(Object point labels)
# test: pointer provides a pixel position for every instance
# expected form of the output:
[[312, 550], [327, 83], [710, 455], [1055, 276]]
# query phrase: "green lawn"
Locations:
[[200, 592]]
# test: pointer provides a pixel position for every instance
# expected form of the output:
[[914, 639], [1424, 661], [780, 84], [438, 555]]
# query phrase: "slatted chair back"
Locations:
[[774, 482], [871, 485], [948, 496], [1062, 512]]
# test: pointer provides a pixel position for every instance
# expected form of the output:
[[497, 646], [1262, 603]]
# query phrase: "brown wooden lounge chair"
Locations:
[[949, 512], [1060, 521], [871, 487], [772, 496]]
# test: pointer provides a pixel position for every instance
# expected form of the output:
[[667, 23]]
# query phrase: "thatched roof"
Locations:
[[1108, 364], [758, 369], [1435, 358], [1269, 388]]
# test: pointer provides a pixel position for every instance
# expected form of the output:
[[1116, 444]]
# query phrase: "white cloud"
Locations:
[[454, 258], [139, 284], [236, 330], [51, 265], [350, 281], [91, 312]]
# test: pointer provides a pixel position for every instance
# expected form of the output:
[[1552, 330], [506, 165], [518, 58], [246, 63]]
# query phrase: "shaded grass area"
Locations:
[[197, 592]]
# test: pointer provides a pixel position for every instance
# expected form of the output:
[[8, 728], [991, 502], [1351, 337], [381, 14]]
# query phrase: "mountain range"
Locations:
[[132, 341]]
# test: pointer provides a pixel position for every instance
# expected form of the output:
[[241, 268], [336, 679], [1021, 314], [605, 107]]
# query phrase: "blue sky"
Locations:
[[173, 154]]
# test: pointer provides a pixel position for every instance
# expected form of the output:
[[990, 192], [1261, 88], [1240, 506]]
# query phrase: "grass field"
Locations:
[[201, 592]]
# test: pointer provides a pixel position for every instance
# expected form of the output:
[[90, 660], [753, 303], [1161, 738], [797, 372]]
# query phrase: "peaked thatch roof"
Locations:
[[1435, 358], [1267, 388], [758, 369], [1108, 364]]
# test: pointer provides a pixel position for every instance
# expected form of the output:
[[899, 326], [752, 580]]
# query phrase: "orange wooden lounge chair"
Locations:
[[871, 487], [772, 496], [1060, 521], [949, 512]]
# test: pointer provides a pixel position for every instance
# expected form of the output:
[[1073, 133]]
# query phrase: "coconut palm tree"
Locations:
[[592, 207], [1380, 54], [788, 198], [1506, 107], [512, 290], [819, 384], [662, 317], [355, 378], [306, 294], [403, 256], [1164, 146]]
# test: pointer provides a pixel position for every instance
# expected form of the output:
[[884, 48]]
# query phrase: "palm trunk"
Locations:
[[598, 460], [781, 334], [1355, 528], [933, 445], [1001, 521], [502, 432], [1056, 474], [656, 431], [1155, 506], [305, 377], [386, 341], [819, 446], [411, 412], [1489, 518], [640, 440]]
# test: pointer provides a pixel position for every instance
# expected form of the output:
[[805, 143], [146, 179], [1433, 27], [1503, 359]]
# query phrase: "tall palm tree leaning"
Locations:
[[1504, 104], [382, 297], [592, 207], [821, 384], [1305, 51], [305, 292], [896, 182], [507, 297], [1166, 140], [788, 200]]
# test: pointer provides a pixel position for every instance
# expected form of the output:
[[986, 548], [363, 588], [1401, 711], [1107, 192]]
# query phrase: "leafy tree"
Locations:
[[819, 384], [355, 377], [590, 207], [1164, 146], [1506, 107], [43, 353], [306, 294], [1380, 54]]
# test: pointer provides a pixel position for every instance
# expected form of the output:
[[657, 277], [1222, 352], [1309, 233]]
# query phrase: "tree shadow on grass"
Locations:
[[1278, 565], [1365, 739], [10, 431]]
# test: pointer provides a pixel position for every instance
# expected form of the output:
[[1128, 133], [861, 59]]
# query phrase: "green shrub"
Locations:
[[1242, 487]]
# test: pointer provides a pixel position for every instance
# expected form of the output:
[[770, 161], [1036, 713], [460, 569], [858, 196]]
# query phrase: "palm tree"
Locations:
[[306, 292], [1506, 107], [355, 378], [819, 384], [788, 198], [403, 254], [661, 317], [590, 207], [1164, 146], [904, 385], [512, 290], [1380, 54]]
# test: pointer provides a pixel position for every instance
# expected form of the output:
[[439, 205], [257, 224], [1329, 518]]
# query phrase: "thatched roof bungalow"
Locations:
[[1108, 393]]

## Stated task
Your task is to print all of the records exactly.

## Solution to the exercise
# test: pointer provides a pixel position for every instance
# expected form of the output:
[[312, 550], [327, 83], [710, 455], [1055, 276]]
# query phrase: "green lawn"
Locations:
[[200, 592]]
# test: pointer provides a pixel position for every instance
# expected form of the output:
[[914, 639], [1424, 661], [780, 84], [438, 555]]
# query phrase: "slatted chair back"
Locations:
[[774, 482], [871, 485], [948, 496], [1062, 512]]
# test: pointer provides a pixel position for every instance
# expected form of the output:
[[497, 646], [1262, 603]]
# query phrase: "brown wooden lounge chair"
Locations:
[[949, 512], [1060, 521], [871, 487], [772, 496]]
# test: pointer provides a pixel position for every instance
# expected form of the output:
[[667, 23]]
# query phrase: "thatched roof"
Locations:
[[1108, 364], [758, 369], [1435, 358], [1269, 388]]
# test: pointer provides a pixel position for every instance
# expected form of the output:
[[1116, 444]]
# query phrase: "white cloud"
Locations:
[[454, 258], [139, 284], [236, 330], [51, 265], [350, 281], [91, 312]]
# test: pointer provides a pixel position for every instance
# expected form of the output:
[[1552, 330], [506, 165], [518, 58], [246, 63]]
# query phrase: "shaded grass area"
Locations:
[[197, 592]]
# test: pointer provides a pixel position for every instance
# expected form of the output:
[[8, 728], [991, 502], [1351, 337], [381, 14]]
# query phrase: "mountain range"
Locations:
[[132, 341]]
# test: pointer provides a pixel position for every instance
# expected form of the output:
[[241, 268], [336, 679], [1021, 314], [605, 107]]
# query phrase: "blue sky"
Locations:
[[173, 154]]
# test: pointer provides a pixel position for every instance
# expected form of the output:
[[990, 192], [1261, 88], [1240, 506]]
# query phrase: "grass field"
Locations:
[[201, 592]]
# test: pointer provides a pixel position for every instance
# expected form of the output:
[[90, 660], [753, 303], [1161, 738], [797, 372]]
# query phrase: "peaked thatch roof"
Locations:
[[1435, 358], [1267, 388], [758, 369], [1108, 364]]
# test: pointer provides a pixel position for every instance
# expected form of the output:
[[899, 326], [752, 580]]
# query phrase: "orange wooden lounge chair"
Locations:
[[871, 487], [772, 496], [1060, 521], [949, 512]]
# test: pointer provides a pixel position for every instance
# expected form of the output:
[[1073, 133]]
# query phrase: "coconut palm tree"
Locations:
[[592, 207], [1380, 54], [788, 198], [1506, 107], [512, 290], [819, 384], [662, 317], [355, 378], [306, 294], [403, 256], [1164, 146]]
# test: pointer provides a pixel position for every instance
# expected form of the output:
[[884, 48]]
# query phrase: "palm trunk"
Locations:
[[598, 460], [781, 334], [1355, 528], [933, 445], [1001, 521], [502, 432], [1056, 474], [656, 431], [1155, 506], [305, 377], [386, 341], [819, 446], [411, 412], [1489, 518], [640, 440]]
# test: pointer provides a pixel position for every instance
# expected form of the output:
[[805, 143], [146, 179], [1433, 27], [1503, 359]]
# query phrase: "tall palm tree leaning"
Locations:
[[1504, 104], [382, 297], [592, 207], [821, 384], [1305, 51], [305, 292], [896, 182], [507, 297], [1166, 140], [788, 200]]
# test: pointer provides a pixel position for every instance
# expected form of the output:
[[986, 548], [363, 588], [1401, 711], [1107, 192]]
# query phrase: "leafy tree"
Locations:
[[819, 384], [355, 377], [590, 207], [1164, 146], [1506, 107], [43, 353], [306, 294], [1380, 54]]
# test: pointer provides a pixel position for every instance
# expected form of the output:
[[657, 277], [1222, 352], [1309, 233]]
# query phrase: "tree shadow on grass"
Locations:
[[1278, 565], [1365, 739], [10, 431]]
# test: pointer provides a pixel position for every instance
# expected form of the output:
[[1128, 133], [861, 59]]
# query phrase: "green shrub"
Locations:
[[1242, 487]]
# test: pointer provides a pixel position for every instance
# expected form of the output:
[[770, 161], [1036, 713], [460, 569], [858, 196]]
# query phrase: "palm tree"
Locations:
[[306, 292], [1506, 107], [355, 378], [819, 384], [788, 198], [403, 254], [661, 317], [590, 207], [1164, 146], [904, 385], [512, 290], [1380, 54]]
# test: pointer provides a pixel position for every instance
# expected form of the output:
[[439, 205], [257, 224], [1329, 518]]
# query phrase: "thatched roof bungalow"
Locations:
[[1108, 393]]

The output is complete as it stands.